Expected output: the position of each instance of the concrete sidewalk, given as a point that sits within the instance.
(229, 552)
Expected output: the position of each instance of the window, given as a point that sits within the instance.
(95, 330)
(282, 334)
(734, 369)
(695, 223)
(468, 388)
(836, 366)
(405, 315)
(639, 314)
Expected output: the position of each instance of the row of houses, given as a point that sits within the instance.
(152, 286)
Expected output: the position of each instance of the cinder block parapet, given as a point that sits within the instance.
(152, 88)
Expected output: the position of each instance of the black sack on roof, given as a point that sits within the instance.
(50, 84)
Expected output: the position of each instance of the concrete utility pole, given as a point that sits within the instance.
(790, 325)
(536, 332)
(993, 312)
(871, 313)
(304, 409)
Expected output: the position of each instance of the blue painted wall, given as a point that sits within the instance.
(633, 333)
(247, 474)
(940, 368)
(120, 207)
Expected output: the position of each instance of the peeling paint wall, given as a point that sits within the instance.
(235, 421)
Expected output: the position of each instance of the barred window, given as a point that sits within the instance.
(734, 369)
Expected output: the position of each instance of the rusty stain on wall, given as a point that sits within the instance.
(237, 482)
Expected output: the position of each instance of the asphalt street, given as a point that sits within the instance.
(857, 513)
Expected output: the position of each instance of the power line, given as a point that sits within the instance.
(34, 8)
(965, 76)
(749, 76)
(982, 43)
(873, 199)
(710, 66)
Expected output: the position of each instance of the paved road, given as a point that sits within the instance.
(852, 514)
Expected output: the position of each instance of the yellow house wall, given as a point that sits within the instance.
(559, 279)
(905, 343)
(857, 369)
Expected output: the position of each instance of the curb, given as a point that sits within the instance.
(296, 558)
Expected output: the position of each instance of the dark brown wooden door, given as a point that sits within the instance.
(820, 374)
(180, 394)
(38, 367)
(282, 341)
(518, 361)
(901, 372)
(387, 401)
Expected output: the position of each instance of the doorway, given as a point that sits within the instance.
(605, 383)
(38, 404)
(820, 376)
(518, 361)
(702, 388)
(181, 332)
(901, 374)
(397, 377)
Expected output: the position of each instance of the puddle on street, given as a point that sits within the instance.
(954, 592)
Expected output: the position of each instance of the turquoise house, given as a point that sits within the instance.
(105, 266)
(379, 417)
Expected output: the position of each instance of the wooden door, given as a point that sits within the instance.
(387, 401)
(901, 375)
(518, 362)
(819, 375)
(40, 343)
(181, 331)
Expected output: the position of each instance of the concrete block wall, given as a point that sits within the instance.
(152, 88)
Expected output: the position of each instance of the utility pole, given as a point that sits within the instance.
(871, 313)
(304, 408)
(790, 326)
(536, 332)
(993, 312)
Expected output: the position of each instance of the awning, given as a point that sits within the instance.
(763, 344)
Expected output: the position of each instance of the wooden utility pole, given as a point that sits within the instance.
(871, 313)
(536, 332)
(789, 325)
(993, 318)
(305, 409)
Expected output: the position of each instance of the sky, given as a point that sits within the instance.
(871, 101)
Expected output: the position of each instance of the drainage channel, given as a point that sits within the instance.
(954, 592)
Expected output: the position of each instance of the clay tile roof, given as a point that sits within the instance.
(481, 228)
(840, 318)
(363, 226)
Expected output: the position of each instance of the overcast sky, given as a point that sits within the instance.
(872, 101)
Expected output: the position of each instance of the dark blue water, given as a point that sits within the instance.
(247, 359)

-*-

The entries are to be transcribed exactly, each line in full.

Expected output: the position of each instance of the concrete sidewalk, given as a point that sits within the instance.
(229, 552)
Expected output: the position of each instance of the window, given as a point that sits within the instance.
(95, 330)
(282, 334)
(734, 369)
(695, 223)
(468, 388)
(836, 366)
(405, 315)
(639, 314)
Expected output: the position of each instance of the row of houses, given as a point that sits within the instance.
(152, 286)
Expected output: the position of each instance of the cinder block parapet, given as a point that sits within the instance.
(152, 88)
Expected output: the position of each instance of the black sack on roof, given as a point that sits within the instance.
(50, 84)
Expected output: the position of each instance of the concrete utility pole, given as a point that sits within the instance.
(790, 325)
(536, 332)
(993, 312)
(871, 313)
(304, 409)
Expected output: the position of each instance of the blue painted wall, given as a point that sits within the instance.
(633, 333)
(247, 474)
(940, 368)
(120, 207)
Expected output: the position of each instance of the peeling paint wall, given as a point that sits within the instance.
(235, 421)
Expected output: the position of each instance of the barred window, given as a point that sits within the instance.
(734, 369)
Expected output: the position of each instance of the rusty stain on wall, given as a point that sits within the instance.
(237, 482)
Expected output: the position of each instance of the asphalt street, given as a point that sits within the instance.
(857, 513)
Expected output: the position of each instance of the power line, given as a point that sits within the instance.
(34, 8)
(965, 76)
(749, 76)
(982, 43)
(873, 199)
(710, 66)
Expected output: the position of each instance of the paved road, given as a point that sits within the instance.
(852, 514)
Expected output: the position of each instance of the yellow house wall, given as a point that sits within the instance.
(559, 279)
(905, 343)
(857, 369)
Expected output: the position of each instance of the curb, given as a point that sits within the instance.
(296, 558)
Expected output: the position of each instance of the dark brown wooden door, given as a point that sits within the instance.
(820, 374)
(180, 394)
(38, 367)
(282, 341)
(518, 361)
(901, 372)
(387, 401)
Expected output: the position of each instance of the doorway, given as a point that sits within the instance.
(605, 383)
(38, 404)
(820, 376)
(518, 361)
(702, 388)
(181, 332)
(901, 374)
(397, 377)
Expected output: the position of each instance of the puddle on street, given as a point that sits within the instance.
(954, 592)
Expected output: the position of each instance of the turquoise house, given as a point that sits within the instance.
(105, 266)
(379, 417)
Expected output: the position of each instance of the wooden door, given as a point that sits within the instance.
(387, 401)
(901, 375)
(518, 362)
(819, 375)
(40, 343)
(181, 331)
Expected output: the position of each instance of the concrete block wall, given as a point that sits within the instance.
(152, 88)
Expected output: the position of each instance of the utility pole, given as a point that sits within the instance.
(871, 313)
(304, 408)
(790, 326)
(536, 332)
(993, 312)
Expected output: the position of each instance of the awning, given as a point that sits within the instance.
(763, 344)
Expected output: the position of each instance of the wooden utility pole, given as a point that sits within the instance.
(871, 313)
(536, 332)
(789, 325)
(993, 318)
(305, 409)
Expected output: the position of each instance of the sky, given as a point that sits within the instance.
(871, 101)
Expected output: the position of each instance of the drainage channel, given as a point that sits within the instance.
(954, 592)
Expected output: the position of each instance of the clay tile roof, given as a point that sits within the instance.
(481, 228)
(840, 318)
(363, 226)
Expected output: the position of each instance of the overcast sky, given as a point that sits within the instance.
(872, 101)
Expected output: the position of each instance of the dark blue water, given as a point that sits within the instance.
(247, 359)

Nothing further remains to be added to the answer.